| TASKS TO COMPLETE |
[1] In the post about evolving a personal music scrobbler, turn the paragraph that begins "My scrobbling application started out" into a short bulleted list that keeps its main facts.
[2] List every page that the post about evolving a personal music scrobbler includes under "At this point, the scrobbler looked like this:".
[3] In the post about evolving a personal music scrobbler, reproduce the passage from "I've nearly entirely" up to and including "single, unified syntax.", swapping "Directus" for "Strapi".

Evolving my personal music scrobbler

plexamp musicbrainz music php jellyfin navidrome laravel

I've nearly entirely rewritten my site over the past few months. First, I refactored the frontend into a Laravel application that leveraged the same postgREST endpoints that my long-running 11ty site used. Next, I wrote a new administrative application in Filament and migrated off of Directus. If I did this right, the changes went largely unnoticed. It made management of the site more seamless and it made writing dynamic frontend templates simpler by using a single, unified syntax.

I've been scrobbling my listening history to my own site for over a year now and it's gone well. It's also undergone significant change. I started it as an experiment and as part of an effort to own more of my own data. I've long been a fan of last.fm but it often felt minimally maintained and has now been acquired by new owners (as part of the Paramount sale) that, to be frank, I have absolutely no faith in to steward the platform, discard it or mine it for AI training data.

My scrobbling application started out by reading from and writing to massive JSON blobs in Netlify's blob storage. This was an approach and tool not suited to the task. I soon migrated the data to Supabase. Postgres, naturally, worked better for structured data. At this point, I was using Plex and Plexamp to listen to my music which, conveniently, emitted a scrobble event. I pointed this scrobble event at a Netlify edge function and wrote the listen to Postgres.

With data in Postgres, I would query Supabase's API during 11ty builds. This was a slow process as the amount of data and complexity of relationships caused queries to slow. Learning as I went, I wrote optimized views to significantly reduce the time these API calls took, improving build times in turn. I migrated from Supabase to a Postgres database I host and build times remained consistent.

At this point, the scrobbler looked like this:

A dedicated music page with my top artists, albums and track plays for the current week.
An identical page, but rendered with the data for the last month.
A page for each artist I scrobbled listens to.

Relatively simple, right? I had skipped pages for each album, knowing that it would dramatically increase the number of pages being built. But, build times still grew as artists were added. Each artist was a new page to write, each artist image was a new image for 11ty to optimize and a new discography of album images to optimize. Perfectly workable, but not sustainable over the long term.

I eventually moved my music listening to Jellyfin. This worked fairly well, but made scrobbling more difficult. Rather than a single scrobble event, Jellyfin would send playback ticks to a webhook (again, an edge function). I revised the receiving edge function to accept the playback ticks, perform some simple math and scrobble the track. But, without fail, it would stop sending events for longer songs.

Enter Navidrome. This is where I'm at currently and happily. It's reliable, performant and easy to manage. I've enjoyed it enough to write and maintain my own client. The catch with Navidrome was that it supports scrobbling to ListenBrainz and last.fm, but doesn't emit events to webhooks or custom endpoints. It does, however, have a dynamic frontend that makes API calls to the application backend. I poked around a bit and found a private API that returns exactly the data I need. It doesn't send events, I simply fetch the data from my instance regularly.¹

Enter Laravel. Rewriting the frontend of my site became necessary as the amount of data and rendered pages grew. It required a significant effort to write, migrate the hosting and develop a caching strategy. But, it solved the ever-growing build times. I'd started with a personal site and blog, hit constraints and grew it into an application.²

Now, with the build time constraint no longer a concern, I've added pages for each album. I already had album records which allowed me to create pages by writing a migration to add a slug field and programmatically populate it as /album-name. This is then appended to the artist slug and used to present the appropriate album as determined by the requested route.

| SUPPLIED INFORMATION |
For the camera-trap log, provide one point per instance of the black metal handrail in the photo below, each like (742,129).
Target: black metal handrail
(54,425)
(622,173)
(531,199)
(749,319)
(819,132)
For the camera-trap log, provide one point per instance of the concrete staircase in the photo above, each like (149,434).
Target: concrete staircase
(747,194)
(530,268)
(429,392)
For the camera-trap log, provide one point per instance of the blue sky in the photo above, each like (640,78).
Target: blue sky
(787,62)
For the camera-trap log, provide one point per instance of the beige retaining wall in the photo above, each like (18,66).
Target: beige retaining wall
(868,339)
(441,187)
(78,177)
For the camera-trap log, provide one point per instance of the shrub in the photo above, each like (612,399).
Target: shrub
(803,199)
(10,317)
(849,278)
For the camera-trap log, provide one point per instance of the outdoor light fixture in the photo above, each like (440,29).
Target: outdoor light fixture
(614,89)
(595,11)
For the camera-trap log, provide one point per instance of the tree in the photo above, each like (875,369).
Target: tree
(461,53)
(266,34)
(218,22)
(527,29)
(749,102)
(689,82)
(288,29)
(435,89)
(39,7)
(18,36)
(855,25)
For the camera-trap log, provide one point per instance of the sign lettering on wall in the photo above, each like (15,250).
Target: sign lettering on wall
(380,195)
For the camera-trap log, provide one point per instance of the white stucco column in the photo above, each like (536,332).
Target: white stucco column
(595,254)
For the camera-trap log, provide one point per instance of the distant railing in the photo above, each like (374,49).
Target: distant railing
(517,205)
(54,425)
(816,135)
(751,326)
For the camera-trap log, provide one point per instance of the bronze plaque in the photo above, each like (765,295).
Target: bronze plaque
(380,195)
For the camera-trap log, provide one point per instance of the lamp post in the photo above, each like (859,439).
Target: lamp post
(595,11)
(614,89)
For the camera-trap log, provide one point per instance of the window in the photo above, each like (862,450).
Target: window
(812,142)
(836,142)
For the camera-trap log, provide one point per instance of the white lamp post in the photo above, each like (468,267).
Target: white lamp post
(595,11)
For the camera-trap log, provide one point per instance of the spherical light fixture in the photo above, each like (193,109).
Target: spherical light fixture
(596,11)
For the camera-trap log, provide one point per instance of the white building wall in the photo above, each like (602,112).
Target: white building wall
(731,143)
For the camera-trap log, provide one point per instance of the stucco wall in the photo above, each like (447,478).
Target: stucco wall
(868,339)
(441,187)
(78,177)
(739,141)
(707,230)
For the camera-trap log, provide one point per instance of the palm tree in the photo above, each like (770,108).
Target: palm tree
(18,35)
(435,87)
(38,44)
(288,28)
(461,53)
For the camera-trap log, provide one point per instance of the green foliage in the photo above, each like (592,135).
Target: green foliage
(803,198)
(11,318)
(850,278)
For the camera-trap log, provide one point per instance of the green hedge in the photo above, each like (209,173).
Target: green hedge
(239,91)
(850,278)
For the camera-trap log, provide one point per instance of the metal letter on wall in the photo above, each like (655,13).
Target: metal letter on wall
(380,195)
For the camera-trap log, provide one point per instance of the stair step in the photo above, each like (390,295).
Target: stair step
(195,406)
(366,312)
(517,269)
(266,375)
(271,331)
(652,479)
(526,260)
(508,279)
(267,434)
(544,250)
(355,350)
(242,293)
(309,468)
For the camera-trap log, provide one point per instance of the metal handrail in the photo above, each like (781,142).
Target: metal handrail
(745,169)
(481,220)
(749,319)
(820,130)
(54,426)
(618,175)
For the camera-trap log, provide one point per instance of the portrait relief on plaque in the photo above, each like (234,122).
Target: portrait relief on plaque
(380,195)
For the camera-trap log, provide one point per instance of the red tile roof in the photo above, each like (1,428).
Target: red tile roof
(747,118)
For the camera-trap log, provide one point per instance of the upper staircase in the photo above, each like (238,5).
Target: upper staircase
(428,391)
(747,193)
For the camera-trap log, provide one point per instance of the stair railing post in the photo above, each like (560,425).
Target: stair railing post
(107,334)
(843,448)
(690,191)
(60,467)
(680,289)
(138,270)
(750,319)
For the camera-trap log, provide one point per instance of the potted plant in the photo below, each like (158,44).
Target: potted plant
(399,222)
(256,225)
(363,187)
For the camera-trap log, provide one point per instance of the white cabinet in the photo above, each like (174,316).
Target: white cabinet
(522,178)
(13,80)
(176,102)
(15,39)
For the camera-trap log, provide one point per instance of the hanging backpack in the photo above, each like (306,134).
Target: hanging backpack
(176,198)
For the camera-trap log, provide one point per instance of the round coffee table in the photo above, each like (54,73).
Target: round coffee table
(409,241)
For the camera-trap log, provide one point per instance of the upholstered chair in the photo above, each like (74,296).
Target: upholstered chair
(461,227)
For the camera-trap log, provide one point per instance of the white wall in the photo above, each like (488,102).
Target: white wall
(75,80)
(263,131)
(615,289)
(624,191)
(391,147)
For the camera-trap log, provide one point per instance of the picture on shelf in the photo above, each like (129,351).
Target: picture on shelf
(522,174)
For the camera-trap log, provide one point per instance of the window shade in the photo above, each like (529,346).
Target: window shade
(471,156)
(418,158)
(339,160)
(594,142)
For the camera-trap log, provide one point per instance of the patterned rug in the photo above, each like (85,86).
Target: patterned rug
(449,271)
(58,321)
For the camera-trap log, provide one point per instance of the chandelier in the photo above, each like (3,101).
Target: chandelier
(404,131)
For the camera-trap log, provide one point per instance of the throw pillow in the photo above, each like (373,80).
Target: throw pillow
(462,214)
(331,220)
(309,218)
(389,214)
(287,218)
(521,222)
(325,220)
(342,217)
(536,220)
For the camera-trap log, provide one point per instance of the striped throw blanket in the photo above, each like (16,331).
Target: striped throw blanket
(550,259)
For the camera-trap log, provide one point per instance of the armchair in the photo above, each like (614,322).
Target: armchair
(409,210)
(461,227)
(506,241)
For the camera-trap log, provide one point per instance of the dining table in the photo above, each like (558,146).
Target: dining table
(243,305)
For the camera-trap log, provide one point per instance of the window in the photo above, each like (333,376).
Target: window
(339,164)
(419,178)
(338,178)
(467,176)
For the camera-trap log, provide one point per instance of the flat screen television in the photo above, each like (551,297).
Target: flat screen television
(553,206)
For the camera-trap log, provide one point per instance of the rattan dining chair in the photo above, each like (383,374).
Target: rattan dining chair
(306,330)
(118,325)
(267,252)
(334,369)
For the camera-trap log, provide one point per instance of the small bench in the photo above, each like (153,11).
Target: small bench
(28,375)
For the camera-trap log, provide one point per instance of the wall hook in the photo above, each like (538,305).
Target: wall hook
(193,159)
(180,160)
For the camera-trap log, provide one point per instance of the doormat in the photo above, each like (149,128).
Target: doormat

==

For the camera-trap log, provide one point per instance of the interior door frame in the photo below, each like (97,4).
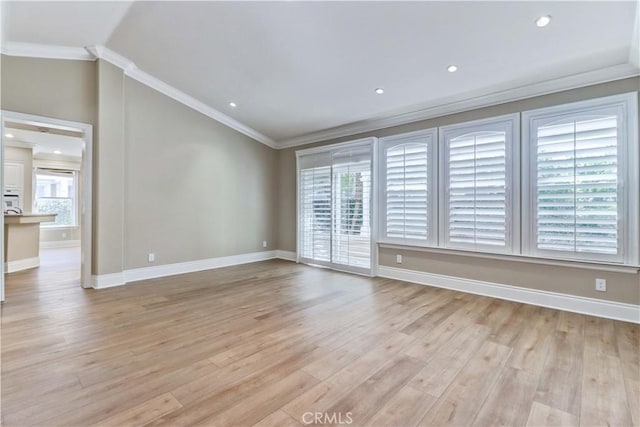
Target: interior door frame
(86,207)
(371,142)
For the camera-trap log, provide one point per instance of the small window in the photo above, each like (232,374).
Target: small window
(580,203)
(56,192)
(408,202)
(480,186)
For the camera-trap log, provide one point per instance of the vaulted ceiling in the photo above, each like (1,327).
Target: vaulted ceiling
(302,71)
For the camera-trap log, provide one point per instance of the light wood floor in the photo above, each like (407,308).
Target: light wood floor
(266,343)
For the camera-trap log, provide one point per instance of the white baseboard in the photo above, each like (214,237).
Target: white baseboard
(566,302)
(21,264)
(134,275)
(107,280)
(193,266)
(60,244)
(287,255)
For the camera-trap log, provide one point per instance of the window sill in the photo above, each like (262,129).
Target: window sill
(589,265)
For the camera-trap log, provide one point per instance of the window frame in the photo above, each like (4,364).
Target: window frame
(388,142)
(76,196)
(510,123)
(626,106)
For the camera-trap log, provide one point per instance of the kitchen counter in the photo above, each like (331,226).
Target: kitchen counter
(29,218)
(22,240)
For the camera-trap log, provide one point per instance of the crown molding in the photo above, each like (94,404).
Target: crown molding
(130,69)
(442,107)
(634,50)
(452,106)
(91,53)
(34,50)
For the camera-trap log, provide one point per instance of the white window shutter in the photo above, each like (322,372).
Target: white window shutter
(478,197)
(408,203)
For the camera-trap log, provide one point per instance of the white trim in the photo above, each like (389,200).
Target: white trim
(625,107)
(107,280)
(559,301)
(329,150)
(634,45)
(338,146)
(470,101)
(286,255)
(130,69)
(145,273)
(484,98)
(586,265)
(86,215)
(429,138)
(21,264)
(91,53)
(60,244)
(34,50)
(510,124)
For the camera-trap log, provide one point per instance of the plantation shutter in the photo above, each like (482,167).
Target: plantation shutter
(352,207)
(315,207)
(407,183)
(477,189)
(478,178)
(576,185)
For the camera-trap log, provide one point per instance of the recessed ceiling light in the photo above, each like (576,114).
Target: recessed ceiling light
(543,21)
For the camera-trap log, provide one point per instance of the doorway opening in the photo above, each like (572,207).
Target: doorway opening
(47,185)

* * *

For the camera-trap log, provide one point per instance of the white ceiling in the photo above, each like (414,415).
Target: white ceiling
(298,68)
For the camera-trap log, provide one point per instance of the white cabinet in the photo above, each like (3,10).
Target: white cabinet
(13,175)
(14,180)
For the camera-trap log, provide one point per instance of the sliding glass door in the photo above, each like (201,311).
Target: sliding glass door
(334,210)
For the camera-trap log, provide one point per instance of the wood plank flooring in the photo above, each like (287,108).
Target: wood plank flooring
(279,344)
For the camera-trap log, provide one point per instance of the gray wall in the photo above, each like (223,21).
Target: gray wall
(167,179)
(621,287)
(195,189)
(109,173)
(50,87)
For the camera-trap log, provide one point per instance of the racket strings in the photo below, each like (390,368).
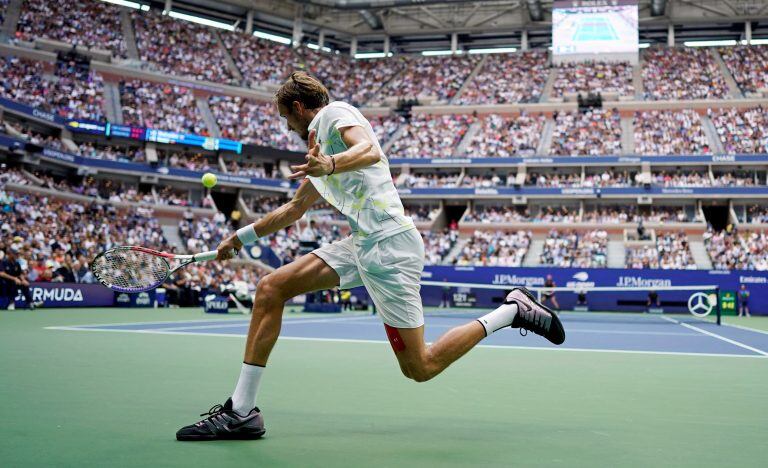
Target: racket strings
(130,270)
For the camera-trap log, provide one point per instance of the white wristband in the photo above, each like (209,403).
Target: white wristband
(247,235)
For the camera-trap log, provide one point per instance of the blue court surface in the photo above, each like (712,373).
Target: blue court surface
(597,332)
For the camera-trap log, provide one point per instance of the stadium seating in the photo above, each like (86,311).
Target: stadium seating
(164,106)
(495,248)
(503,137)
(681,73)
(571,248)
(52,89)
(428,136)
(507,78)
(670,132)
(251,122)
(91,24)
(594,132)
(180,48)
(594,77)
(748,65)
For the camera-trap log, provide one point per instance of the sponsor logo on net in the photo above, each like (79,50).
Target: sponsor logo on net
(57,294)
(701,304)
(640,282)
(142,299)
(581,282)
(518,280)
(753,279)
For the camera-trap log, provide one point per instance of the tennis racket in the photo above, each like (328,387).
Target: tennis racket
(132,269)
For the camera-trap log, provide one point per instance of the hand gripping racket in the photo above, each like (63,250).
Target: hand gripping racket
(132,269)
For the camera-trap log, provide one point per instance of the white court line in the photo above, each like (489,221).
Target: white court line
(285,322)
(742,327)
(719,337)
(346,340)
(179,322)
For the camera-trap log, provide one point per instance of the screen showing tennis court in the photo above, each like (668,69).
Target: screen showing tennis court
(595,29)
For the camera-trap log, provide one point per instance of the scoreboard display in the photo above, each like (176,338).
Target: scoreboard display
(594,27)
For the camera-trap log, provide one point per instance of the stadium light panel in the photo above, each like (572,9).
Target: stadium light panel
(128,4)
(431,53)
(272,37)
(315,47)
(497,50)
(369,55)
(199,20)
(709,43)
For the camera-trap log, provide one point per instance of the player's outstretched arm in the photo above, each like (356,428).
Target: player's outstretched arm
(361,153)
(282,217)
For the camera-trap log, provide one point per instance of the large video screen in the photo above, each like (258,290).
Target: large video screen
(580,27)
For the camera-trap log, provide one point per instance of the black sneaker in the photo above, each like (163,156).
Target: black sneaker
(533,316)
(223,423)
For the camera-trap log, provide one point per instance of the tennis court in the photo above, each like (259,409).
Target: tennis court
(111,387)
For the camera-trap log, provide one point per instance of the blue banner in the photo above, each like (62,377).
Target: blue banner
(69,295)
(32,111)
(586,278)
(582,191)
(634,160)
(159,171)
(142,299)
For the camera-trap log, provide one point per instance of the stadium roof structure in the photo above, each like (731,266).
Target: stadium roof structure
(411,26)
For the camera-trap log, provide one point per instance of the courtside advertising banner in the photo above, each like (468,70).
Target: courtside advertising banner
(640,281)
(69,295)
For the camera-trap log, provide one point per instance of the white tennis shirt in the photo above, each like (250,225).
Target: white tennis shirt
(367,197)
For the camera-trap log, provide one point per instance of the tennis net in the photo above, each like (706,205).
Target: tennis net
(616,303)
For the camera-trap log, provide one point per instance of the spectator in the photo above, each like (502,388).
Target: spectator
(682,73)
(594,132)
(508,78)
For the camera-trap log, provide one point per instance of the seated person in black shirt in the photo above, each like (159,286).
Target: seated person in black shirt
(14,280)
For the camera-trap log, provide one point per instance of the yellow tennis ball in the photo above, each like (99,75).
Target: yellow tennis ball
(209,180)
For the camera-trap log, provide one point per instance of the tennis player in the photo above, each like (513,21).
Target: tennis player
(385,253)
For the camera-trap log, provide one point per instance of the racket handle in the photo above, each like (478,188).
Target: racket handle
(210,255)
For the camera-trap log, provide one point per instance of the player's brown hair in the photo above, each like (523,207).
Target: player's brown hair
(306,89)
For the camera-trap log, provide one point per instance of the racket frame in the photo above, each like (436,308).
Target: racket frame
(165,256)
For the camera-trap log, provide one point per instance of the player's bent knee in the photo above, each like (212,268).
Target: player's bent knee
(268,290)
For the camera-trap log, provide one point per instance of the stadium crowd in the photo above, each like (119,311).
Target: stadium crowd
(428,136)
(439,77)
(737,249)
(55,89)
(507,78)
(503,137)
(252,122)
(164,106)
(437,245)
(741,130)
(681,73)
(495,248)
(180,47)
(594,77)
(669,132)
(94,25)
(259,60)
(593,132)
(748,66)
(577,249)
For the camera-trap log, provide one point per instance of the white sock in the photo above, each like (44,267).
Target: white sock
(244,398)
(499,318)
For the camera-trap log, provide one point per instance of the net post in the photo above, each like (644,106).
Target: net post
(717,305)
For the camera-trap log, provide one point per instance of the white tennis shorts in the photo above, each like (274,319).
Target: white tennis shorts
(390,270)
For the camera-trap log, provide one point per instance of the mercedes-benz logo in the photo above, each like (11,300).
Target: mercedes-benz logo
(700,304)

| ANSWERS PER TASK |
[1]
- The scrobbling application first read from and wrote to large JSON blobs in Netlify's blob storage, which did not suit the task.
- The data was soon moved to Supabase, because Postgres worked better for structured data.
- Music was played through Plex and Plexamp, which emitted a scrobble event.
- That event was sent to a Netlify edge function, which wrote each listen to Postgres.

[2]
- A dedicated music page with top artists, albums and track plays for the current week
- An identical page rendered with the data for the last month
- A page for each artist with scrobbled listens

[3]
I've nearly entirely rewritten my site over the past few months. First, I refactored the frontend into a Laravel application that leveraged the same postgREST endpoints that my long-running 11ty site used. Next, I wrote a new administrative application in Filament and migrated off of Strapi. If I did this right, the changes went largely unnoticed. It made management of the site more seamless and it made writing dynamic frontend templates simpler by using a single, unified syntax.